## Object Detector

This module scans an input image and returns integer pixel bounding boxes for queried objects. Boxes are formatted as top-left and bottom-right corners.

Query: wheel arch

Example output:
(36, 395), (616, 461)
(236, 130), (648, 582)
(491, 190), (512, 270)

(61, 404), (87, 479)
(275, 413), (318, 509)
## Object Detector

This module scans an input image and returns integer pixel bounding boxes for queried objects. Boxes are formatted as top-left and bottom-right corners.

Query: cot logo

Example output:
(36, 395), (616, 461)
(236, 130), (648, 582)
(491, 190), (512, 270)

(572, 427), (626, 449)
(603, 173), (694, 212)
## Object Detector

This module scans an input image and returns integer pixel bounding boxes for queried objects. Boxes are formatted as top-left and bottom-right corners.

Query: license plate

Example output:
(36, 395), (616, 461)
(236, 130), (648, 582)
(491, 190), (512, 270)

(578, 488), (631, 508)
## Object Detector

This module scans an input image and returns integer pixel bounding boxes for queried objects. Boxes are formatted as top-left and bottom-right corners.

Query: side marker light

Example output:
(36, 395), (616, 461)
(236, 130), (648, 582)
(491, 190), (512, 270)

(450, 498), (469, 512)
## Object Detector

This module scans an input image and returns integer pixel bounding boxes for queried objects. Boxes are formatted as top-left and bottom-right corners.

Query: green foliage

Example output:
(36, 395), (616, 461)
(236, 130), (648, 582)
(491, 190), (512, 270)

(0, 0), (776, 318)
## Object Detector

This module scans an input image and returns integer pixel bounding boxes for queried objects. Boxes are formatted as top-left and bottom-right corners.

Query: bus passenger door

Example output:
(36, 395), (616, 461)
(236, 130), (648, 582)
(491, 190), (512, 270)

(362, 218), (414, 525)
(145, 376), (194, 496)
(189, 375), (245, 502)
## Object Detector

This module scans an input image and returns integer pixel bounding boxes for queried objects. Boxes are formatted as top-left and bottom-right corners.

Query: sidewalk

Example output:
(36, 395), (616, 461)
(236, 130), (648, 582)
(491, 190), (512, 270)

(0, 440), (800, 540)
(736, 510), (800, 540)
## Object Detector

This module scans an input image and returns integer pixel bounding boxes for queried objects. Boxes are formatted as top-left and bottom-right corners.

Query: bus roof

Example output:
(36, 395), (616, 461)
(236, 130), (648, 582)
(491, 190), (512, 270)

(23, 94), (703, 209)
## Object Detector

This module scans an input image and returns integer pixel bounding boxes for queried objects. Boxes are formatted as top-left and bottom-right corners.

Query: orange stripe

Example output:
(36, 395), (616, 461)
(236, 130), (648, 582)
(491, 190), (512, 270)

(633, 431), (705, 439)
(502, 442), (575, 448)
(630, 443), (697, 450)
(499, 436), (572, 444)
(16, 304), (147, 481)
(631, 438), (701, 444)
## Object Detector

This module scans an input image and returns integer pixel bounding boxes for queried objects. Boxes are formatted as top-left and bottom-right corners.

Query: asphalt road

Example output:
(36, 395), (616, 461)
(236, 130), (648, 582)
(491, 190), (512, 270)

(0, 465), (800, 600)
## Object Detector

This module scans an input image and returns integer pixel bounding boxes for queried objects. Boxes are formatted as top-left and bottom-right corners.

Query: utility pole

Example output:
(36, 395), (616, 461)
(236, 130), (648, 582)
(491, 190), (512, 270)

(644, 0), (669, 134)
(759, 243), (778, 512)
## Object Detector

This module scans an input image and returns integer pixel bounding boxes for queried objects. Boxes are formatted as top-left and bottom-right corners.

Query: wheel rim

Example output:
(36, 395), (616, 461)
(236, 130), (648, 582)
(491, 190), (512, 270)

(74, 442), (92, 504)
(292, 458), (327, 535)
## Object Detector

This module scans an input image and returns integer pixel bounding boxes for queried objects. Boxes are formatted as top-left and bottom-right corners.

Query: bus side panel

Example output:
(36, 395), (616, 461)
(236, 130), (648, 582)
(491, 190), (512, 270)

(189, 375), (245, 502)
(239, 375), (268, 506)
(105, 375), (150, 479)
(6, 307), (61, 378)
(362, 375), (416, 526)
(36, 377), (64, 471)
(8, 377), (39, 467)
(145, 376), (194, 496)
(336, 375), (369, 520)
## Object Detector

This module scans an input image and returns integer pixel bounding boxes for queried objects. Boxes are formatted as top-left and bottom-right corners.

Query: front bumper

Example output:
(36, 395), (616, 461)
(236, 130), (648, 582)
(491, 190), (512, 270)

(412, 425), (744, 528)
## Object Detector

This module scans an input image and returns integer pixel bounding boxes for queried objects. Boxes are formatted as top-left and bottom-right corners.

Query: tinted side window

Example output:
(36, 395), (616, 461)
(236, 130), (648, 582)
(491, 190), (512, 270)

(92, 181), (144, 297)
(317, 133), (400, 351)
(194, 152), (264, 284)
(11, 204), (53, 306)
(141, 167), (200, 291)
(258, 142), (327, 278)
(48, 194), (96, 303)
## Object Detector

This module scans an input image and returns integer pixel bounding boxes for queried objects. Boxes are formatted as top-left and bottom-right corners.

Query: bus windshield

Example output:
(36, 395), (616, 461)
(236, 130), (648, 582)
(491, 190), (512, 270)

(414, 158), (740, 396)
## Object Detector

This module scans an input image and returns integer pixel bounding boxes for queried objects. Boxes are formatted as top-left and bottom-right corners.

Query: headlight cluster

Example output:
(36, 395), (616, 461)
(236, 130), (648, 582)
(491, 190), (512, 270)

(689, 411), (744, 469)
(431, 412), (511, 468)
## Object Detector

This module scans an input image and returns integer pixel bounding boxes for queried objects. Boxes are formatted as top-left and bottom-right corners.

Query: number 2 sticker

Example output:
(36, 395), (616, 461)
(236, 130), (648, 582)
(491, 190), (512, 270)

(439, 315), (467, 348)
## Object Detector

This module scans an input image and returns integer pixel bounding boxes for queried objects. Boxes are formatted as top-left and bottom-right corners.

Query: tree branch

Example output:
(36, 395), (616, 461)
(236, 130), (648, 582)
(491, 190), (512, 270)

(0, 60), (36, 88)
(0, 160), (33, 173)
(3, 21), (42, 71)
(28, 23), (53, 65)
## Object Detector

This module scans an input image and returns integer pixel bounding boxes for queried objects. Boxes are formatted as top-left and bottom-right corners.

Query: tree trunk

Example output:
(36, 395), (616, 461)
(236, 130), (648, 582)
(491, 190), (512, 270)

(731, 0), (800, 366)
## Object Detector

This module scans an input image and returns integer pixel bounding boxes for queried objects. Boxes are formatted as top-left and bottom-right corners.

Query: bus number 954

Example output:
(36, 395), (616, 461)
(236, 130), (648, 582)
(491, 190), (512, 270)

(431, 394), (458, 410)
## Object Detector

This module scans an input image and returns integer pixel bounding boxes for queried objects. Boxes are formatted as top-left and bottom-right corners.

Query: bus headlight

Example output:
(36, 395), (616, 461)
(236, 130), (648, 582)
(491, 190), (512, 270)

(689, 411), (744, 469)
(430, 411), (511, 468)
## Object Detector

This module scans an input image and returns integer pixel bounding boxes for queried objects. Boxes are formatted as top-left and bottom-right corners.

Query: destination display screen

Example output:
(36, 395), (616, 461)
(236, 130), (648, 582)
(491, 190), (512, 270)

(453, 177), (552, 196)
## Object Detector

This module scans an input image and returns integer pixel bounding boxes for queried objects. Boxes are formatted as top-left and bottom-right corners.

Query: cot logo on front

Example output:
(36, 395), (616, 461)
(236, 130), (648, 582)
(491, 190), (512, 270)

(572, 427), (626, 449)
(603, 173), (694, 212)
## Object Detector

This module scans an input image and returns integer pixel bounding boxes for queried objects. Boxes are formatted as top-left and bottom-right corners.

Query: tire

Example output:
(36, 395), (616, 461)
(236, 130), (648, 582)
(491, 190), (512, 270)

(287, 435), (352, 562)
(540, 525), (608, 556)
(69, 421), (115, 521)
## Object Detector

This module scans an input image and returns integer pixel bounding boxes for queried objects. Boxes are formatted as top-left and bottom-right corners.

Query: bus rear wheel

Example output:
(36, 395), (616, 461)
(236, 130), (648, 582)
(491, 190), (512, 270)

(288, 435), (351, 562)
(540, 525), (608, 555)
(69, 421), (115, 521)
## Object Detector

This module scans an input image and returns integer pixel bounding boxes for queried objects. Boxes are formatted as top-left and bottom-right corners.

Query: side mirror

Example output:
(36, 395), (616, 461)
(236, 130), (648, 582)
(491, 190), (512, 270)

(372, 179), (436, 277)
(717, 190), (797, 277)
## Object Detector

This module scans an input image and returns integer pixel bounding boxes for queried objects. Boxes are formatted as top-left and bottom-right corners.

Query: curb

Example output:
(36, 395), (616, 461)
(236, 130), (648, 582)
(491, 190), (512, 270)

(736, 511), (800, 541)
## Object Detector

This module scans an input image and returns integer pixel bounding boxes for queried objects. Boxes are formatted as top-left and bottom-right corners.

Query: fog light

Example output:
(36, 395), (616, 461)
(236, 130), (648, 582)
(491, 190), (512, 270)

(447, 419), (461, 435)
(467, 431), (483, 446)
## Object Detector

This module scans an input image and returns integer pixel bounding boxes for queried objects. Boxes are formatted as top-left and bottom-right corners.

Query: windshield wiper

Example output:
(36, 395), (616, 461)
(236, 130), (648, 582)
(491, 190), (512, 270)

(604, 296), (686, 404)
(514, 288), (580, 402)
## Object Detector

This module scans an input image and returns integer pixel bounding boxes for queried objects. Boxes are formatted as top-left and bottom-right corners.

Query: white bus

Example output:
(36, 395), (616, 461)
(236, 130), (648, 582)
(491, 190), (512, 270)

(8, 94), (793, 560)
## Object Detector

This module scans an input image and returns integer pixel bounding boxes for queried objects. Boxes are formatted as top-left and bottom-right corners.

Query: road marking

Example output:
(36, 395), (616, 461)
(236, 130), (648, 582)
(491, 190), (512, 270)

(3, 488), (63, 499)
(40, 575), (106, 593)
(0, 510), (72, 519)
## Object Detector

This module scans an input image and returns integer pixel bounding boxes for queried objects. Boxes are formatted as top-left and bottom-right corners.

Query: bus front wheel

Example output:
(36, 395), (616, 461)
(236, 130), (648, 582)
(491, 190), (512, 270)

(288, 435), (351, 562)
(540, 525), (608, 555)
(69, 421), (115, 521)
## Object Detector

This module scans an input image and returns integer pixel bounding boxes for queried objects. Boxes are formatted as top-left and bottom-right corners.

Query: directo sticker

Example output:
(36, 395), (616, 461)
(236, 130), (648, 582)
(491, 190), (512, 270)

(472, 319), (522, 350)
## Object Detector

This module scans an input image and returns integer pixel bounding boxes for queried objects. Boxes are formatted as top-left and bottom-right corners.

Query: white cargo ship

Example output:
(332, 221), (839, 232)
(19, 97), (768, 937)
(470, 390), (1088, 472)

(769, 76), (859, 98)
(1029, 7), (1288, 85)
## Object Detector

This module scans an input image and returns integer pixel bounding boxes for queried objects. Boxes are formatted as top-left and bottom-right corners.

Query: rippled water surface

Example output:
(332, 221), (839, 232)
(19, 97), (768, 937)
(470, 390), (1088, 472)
::::::
List every line from the listing above that contains the word "wheel".

**The response:**
Query: wheel arch
Query: wheel rim
Query: bus rear wheel
Query: bus front wheel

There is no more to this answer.